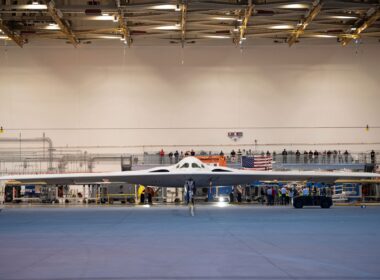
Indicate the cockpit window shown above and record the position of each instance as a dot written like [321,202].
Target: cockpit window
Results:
[185,165]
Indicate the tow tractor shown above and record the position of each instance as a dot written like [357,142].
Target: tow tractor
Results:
[309,200]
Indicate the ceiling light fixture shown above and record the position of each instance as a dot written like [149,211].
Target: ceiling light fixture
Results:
[33,7]
[164,7]
[109,37]
[52,26]
[168,27]
[102,17]
[281,26]
[217,36]
[344,17]
[295,6]
[225,18]
[324,36]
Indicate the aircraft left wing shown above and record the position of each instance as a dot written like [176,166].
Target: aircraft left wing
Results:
[167,178]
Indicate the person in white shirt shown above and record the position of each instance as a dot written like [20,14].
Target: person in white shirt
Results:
[283,195]
[305,191]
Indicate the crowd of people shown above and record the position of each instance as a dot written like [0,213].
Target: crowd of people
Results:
[324,157]
[275,195]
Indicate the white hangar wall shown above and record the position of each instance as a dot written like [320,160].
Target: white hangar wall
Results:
[216,87]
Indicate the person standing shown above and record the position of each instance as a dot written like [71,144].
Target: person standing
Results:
[162,154]
[283,195]
[171,157]
[269,196]
[373,157]
[176,156]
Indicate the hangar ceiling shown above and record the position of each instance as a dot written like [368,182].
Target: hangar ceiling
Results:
[183,22]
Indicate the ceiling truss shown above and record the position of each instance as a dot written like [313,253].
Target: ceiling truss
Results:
[160,22]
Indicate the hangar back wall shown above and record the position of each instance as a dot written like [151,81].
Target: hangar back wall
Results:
[214,90]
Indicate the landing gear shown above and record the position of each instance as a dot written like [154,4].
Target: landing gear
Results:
[190,189]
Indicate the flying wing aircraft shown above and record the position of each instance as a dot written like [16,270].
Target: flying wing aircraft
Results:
[189,168]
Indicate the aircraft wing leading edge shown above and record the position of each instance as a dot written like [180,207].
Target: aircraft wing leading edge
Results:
[201,178]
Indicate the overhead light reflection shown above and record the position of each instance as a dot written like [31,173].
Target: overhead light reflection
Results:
[222,204]
[102,17]
[33,7]
[281,26]
[168,27]
[344,17]
[225,18]
[217,36]
[295,6]
[164,7]
[52,26]
[324,36]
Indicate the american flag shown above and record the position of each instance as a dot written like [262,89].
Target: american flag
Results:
[257,162]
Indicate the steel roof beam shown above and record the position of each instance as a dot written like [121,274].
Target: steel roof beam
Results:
[183,22]
[317,7]
[18,39]
[247,15]
[64,27]
[374,16]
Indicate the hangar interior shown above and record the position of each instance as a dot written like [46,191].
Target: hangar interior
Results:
[90,86]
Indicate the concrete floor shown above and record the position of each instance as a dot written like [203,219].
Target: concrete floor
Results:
[235,242]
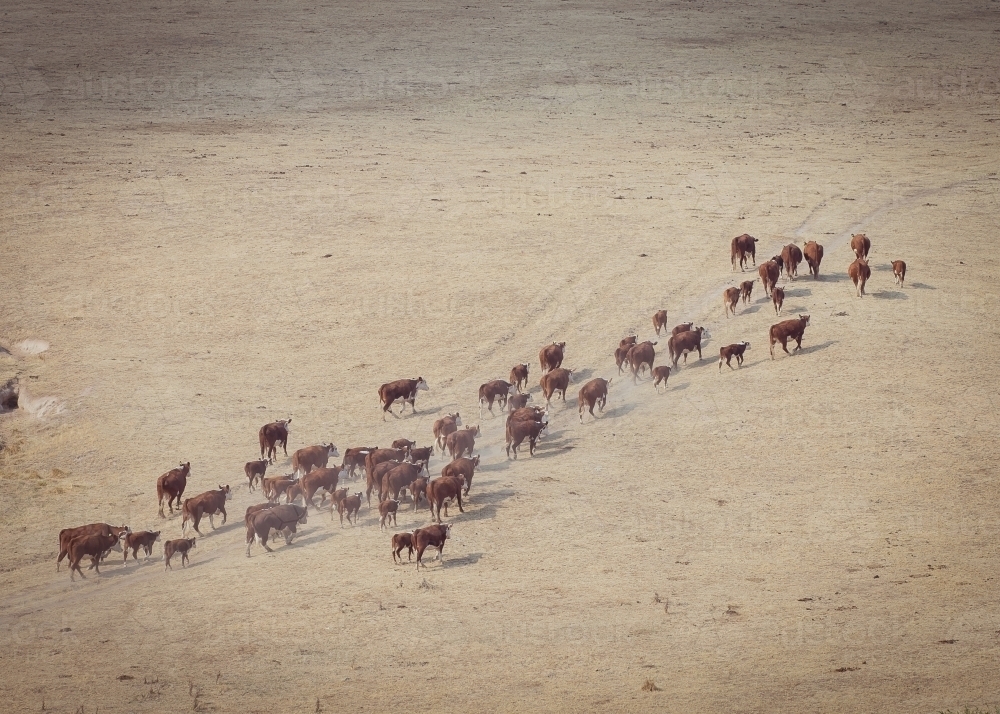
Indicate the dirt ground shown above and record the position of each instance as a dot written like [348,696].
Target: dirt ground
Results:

————————

Give every line of the rows above as a Markdown table with two columns, No for the line number and Text for the line itself, skipping blank lines. Leave the pictures out of the table.

| No | Text |
|---|---|
| 1 | Indicate the cockpit window shown above and record the position of each instance as a dot written like [321,202]. |
| 2 | Target: cockpit window |
| 3 | Results: |
| 4 | [185,165] |
| 5 | Indicate the tow tractor shown above and record the position of each instance as a dot written like [357,142]. |
| 6 | Target: tow tractor |
| 7 | Results: |
| 8 | [309,200] |
| 9 | Indicate the ceiling light fixture shown above and record the position of each instance as a dot written like [149,211]. |
| 10 | Target: ceiling light fixture |
| 11 | Results: |
| 12 | [33,7] |
| 13 | [164,7] |
| 14 | [109,37] |
| 15 | [52,26] |
| 16 | [168,27] |
| 17 | [102,17] |
| 18 | [281,26] |
| 19 | [217,36] |
| 20 | [344,17] |
| 21 | [295,6] |
| 22 | [225,18] |
| 23 | [324,36] |
| 24 | Indicate the aircraft left wing shown above and record the position of each instance as a dot written like [176,166]. |
| 25 | Target: aircraft left wing |
| 26 | Results: |
| 27 | [167,178] |
| 28 | Indicate the person in white shirt shown above and record the position of each instance as a dot written like [20,14]. |
| 29 | Target: person in white shirt |
| 30 | Results: |
| 31 | [283,195] |
| 32 | [305,191] |
| 33 | Indicate the crowd of people shown above and record the position of each instance as a dot written like [0,213]. |
| 34 | Target: crowd of people |
| 35 | Results: |
| 36 | [324,157] |
| 37 | [275,195] |
| 38 | Indicate the white hangar wall shown above and record the position of each instance as a dot written like [320,160]. |
| 39 | Target: white hangar wall |
| 40 | Results: |
| 41 | [216,87] |
| 42 | Indicate the person standing shown above and record the position of each instance as a dot written like [71,144]. |
| 43 | Target: person standing |
| 44 | Results: |
| 45 | [162,154] |
| 46 | [283,195] |
| 47 | [171,157] |
| 48 | [269,196] |
| 49 | [373,157] |
| 50 | [176,156] |
| 51 | Indicate the hangar ceiling shown above and record the position of each instance as a dot written like [368,182]. |
| 52 | Target: hangar ceiling |
| 53 | Results: |
| 54 | [183,22] |
| 55 | Indicate the ceiling truss shown above and record the position of each instance as a dot written like [313,253]. |
| 56 | Target: ceiling truss |
| 57 | Results: |
| 58 | [160,22] |
| 59 | Indicate the hangar back wall shown above and record the position of each instance as a dot written like [151,81]. |
| 60 | Target: hangar back wall |
| 61 | Results: |
| 62 | [214,90] |
| 63 | Indicate the landing gear shown above and record the position of each instance as a dot written like [154,4]. |
| 64 | Target: landing gear |
| 65 | Results: |
| 66 | [190,189] |
| 67 | Indicate the flying wing aircraft shown above and record the position of each instance as a dot written like [16,270]. |
| 68 | Target: flying wing aircraft |
| 69 | Results: |
| 70 | [189,168] |
| 71 | Indicate the aircraft wing leading edge shown above and record the position of each instance as a dot written like [180,207]. |
| 72 | Target: aircraft wing leading edge |
| 73 | Results: |
| 74 | [201,178] |
| 75 | Indicate the overhead light reflection shown above and record the position of each instance as a dot written like [31,173]. |
| 76 | Target: overhead light reflection |
| 77 | Results: |
| 78 | [222,204] |
| 79 | [102,17] |
| 80 | [33,7] |
| 81 | [281,26] |
| 82 | [168,27] |
| 83 | [344,17] |
| 84 | [225,18] |
| 85 | [217,36] |
| 86 | [295,6] |
| 87 | [164,7] |
| 88 | [52,26] |
| 89 | [324,36] |
| 90 | Indicate the american flag shown above and record the position of each instance as a dot written like [262,89]. |
| 91 | Target: american flag |
| 92 | Results: |
| 93 | [257,162] |
| 94 | Indicate the steel roof beam shown above and record the position of each instance as a dot written like [121,274]. |
| 95 | Target: steel roof beam |
| 96 | Results: |
| 97 | [183,22] |
| 98 | [317,7] |
| 99 | [18,39] |
| 100 | [247,15] |
| 101 | [64,27] |
| 102 | [374,16] |
| 103 | Indicate the hangar interior shown above and record the position of each instance as a dot written like [46,191]. |
| 104 | Target: hangar interior |
| 105 | Results: |
| 106 | [90,86] |
| 107 | Indicate the concrete floor shown above and record the position of each instance as a dot written like [203,219]. |
| 108 | Target: concrete floor |
| 109 | Results: |
| 110 | [235,242] |
| 111 | Indicate the dirt ground shown above and record the position of each instance as a dot written like [348,696]. |
| 112 | Target: dirt ground |
| 113 | Results: |